THE EXERCISE: Collect every line below that contains the string "shirt" and copy each one in full. Case counts.

TASK MATERIAL:
++++++++
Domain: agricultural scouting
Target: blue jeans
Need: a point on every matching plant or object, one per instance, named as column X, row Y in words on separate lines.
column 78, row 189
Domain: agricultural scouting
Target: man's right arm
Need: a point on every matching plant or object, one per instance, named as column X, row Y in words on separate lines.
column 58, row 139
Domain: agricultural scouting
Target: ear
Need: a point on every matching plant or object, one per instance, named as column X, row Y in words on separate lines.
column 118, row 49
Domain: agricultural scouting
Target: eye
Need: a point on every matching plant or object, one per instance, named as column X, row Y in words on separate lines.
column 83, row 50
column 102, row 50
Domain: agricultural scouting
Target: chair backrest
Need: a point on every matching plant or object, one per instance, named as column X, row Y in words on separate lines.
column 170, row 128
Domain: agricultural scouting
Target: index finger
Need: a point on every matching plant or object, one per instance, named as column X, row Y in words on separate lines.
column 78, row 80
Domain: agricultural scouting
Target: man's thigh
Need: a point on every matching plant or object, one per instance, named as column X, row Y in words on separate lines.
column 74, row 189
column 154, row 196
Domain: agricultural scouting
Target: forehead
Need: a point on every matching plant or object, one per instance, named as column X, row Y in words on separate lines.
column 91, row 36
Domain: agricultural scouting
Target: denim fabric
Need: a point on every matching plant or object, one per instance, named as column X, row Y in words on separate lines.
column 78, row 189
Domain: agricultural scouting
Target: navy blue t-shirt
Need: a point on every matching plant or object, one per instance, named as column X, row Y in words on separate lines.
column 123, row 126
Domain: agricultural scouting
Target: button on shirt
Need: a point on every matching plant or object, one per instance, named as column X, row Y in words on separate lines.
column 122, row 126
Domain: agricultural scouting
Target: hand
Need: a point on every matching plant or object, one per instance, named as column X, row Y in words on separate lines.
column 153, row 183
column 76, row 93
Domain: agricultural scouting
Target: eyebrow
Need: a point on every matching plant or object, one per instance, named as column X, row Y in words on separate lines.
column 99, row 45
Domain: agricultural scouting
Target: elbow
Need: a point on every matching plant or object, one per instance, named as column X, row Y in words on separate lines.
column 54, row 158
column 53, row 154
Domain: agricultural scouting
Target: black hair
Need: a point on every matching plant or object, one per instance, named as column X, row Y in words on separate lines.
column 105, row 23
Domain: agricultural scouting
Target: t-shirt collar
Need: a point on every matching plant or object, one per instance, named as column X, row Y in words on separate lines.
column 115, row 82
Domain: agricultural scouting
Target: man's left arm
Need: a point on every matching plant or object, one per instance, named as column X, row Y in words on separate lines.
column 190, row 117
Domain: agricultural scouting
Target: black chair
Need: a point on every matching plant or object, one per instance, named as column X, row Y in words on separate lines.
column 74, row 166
++++++++
EXERCISE RESULT:
Target: navy blue t-shirt
Target: button on shirt
Target: t-shirt collar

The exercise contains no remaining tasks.